▶ **What to do**
In the article about Kevin Pang's "Chain Reaction" column, what reason does Pang give for choosing fast food as the subject of his dining critiques?
[Start Supplied passage]
By Leann Frola
Naughton Fellow
Forget the clinking crystal, white tablecloths and dimmed
lights of the restaurants you’re used to reading about.
Kevin Pang, a Chicago Tribune features writer, approaches dining critiques from a different angle — one we journalists, and our readers,
are all too familiar with:
The fast-food industry.
WE STAND IN LINE WE DRIVE THROUGH WE SAMPLE THE LATEST IN
FAST-FOOD FARE
That’s the motto of his monthly column “Chain Reaction.”
“I just think that everybody eats fast food, so why not
write about it?” Pang told me on the phone.
Some of his past stories:
- A review of the Pizza Hut’s Sicilian Lasagna Pizza. Here’s
a sample of what he had to say about it:
“It suffers from identity crisis. Like a “woe is
me” high school freshman, this aspires to look and taste like something
it’s not. Just be yourself, pizza. We like you just the way you are.”
- A story about “kid foodies.” These are “kids who are eating
foie gras instead of chicken nuggets,” Pang said.
When one of the kids Pang interviewed was asked by a
waitress if he wanted ketchup, he replied: “I don’t eat ketchup. I eat olive
oil.”
The kid was 5 years old.
“He’s got a palette that puts mine to shame,” Pang said.
[End Supplied passage]
[Start Dataset content]
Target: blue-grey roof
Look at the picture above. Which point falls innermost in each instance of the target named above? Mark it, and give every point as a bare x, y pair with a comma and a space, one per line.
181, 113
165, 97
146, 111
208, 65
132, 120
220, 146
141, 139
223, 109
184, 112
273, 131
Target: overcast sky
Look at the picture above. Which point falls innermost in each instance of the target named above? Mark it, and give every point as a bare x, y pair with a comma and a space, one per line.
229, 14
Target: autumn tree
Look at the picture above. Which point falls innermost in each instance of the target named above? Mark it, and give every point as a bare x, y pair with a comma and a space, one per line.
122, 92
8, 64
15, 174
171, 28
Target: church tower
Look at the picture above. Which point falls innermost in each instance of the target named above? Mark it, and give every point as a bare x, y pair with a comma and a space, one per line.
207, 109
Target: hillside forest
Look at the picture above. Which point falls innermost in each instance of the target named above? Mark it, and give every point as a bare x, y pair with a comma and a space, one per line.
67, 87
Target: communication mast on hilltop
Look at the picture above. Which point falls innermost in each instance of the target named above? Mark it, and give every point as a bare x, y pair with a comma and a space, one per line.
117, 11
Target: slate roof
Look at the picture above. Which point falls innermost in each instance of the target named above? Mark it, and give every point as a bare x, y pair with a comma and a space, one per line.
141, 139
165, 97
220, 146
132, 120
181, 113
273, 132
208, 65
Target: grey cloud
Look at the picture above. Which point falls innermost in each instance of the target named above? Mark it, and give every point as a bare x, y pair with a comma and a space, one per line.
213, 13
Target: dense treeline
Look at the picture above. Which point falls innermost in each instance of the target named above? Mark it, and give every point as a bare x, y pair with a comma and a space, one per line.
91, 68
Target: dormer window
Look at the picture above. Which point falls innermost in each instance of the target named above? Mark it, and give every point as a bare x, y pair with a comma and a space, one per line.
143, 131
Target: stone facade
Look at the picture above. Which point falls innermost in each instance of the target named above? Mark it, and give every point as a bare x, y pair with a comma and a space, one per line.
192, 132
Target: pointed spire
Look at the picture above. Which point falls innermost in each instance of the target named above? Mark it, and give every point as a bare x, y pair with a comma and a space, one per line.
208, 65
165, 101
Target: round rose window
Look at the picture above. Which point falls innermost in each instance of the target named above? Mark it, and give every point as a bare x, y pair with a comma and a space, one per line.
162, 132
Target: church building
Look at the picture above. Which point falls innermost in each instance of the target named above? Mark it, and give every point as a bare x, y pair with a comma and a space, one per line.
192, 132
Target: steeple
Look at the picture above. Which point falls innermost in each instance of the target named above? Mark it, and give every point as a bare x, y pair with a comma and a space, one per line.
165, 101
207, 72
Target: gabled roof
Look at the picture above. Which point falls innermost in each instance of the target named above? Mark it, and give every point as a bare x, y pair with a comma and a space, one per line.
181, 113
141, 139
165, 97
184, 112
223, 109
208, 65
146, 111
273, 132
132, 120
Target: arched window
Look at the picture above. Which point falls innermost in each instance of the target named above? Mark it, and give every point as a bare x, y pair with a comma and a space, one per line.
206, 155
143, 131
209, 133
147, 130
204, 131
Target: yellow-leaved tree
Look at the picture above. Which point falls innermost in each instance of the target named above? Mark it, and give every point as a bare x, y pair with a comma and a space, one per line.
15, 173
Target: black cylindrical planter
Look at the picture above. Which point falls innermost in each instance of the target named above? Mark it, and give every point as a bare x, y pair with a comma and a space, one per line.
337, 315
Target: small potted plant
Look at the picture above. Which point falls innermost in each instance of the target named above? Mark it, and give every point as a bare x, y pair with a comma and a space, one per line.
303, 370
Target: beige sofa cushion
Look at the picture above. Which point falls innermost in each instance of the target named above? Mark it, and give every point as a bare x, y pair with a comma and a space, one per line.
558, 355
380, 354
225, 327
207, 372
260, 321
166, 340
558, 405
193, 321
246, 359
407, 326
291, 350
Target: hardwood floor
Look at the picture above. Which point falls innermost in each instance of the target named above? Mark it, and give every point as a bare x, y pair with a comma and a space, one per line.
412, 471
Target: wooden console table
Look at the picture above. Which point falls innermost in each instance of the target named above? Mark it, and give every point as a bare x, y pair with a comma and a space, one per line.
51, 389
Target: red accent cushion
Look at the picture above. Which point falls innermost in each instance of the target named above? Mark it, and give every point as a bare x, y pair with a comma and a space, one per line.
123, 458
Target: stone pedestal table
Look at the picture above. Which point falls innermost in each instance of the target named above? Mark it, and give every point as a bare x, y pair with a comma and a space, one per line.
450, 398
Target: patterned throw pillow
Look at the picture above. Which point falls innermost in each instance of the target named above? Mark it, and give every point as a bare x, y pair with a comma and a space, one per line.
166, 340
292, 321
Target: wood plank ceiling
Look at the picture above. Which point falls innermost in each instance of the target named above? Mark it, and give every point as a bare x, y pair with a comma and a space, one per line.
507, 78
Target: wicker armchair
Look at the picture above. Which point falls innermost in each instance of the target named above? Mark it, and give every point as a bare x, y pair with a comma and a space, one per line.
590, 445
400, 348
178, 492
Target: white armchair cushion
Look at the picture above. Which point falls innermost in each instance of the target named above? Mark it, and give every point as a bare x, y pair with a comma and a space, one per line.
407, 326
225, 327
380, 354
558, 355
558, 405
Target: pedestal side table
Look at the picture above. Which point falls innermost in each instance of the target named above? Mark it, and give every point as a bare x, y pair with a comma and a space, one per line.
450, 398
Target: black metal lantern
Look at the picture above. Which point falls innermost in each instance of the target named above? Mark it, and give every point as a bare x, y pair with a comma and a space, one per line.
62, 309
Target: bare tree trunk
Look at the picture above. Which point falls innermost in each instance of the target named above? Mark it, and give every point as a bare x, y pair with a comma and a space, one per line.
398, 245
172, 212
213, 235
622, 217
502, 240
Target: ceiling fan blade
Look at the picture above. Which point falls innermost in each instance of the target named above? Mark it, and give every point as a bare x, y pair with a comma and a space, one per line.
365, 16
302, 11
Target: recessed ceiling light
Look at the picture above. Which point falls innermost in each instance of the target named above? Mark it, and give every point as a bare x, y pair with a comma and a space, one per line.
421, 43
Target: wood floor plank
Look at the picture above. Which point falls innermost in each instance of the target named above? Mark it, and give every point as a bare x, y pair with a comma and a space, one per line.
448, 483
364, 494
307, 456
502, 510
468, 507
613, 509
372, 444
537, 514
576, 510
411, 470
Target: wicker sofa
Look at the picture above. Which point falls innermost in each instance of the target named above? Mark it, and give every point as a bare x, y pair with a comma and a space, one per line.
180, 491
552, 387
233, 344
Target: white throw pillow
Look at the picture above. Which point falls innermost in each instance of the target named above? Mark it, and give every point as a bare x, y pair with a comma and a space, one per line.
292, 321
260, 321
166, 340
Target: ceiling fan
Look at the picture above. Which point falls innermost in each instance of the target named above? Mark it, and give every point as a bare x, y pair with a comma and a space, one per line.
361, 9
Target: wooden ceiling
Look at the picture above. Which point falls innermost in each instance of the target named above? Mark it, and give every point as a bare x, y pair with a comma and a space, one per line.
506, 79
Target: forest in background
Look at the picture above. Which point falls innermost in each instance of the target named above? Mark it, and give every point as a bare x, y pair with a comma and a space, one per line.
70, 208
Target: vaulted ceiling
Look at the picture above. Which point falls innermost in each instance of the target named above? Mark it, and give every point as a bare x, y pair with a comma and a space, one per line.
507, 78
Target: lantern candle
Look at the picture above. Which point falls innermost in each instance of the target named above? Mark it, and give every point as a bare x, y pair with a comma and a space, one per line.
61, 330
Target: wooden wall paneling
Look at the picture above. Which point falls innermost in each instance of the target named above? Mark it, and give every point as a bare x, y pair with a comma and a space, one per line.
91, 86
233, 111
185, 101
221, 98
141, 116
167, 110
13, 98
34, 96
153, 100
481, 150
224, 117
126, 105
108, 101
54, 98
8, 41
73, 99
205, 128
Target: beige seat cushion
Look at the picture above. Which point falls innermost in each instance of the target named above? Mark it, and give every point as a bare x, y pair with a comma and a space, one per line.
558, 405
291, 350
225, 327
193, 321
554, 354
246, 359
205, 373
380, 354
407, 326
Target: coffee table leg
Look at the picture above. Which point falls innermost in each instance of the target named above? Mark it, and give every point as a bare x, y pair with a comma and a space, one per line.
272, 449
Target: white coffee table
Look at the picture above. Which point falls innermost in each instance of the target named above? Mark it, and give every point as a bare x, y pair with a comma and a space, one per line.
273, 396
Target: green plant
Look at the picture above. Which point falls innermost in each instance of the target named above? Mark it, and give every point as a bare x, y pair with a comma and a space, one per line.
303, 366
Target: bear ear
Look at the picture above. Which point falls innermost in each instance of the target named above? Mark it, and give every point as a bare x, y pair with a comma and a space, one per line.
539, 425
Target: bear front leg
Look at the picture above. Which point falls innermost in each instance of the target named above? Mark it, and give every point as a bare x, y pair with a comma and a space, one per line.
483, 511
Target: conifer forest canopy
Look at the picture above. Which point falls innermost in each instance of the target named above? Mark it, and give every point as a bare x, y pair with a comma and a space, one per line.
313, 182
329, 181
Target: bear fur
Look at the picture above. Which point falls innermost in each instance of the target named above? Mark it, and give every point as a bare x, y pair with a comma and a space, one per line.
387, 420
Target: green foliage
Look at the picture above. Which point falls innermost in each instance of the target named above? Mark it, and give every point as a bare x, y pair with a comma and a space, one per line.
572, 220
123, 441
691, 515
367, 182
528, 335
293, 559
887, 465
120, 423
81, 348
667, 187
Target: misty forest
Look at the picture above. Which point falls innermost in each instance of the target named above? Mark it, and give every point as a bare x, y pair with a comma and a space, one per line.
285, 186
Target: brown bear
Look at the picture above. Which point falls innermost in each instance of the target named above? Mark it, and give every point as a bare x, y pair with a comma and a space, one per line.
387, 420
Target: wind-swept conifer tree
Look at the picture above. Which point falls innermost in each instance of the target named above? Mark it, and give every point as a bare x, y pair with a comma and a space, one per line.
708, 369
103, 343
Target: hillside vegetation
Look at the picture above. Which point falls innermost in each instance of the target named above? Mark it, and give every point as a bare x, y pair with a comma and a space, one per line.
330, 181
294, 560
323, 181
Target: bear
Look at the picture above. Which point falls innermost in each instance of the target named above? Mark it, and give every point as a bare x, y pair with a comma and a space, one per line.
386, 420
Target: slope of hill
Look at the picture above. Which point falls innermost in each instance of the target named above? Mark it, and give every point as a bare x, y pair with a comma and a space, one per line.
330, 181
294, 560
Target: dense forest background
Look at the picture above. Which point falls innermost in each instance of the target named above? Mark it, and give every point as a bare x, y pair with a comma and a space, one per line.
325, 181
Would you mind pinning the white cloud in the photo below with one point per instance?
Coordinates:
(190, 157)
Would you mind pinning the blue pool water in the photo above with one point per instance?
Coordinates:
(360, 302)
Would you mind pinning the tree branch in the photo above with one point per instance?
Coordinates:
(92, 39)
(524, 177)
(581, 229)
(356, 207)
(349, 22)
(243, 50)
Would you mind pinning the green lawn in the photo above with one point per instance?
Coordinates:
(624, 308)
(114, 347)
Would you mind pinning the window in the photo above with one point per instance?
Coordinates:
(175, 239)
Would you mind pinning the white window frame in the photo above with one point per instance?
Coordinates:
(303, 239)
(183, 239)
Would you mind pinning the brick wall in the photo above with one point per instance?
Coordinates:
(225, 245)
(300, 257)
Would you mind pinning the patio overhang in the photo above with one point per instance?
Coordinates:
[End Dataset content]
▶ **Response**
Pang says that everybody eats fast food, so he sees no reason not to write about it.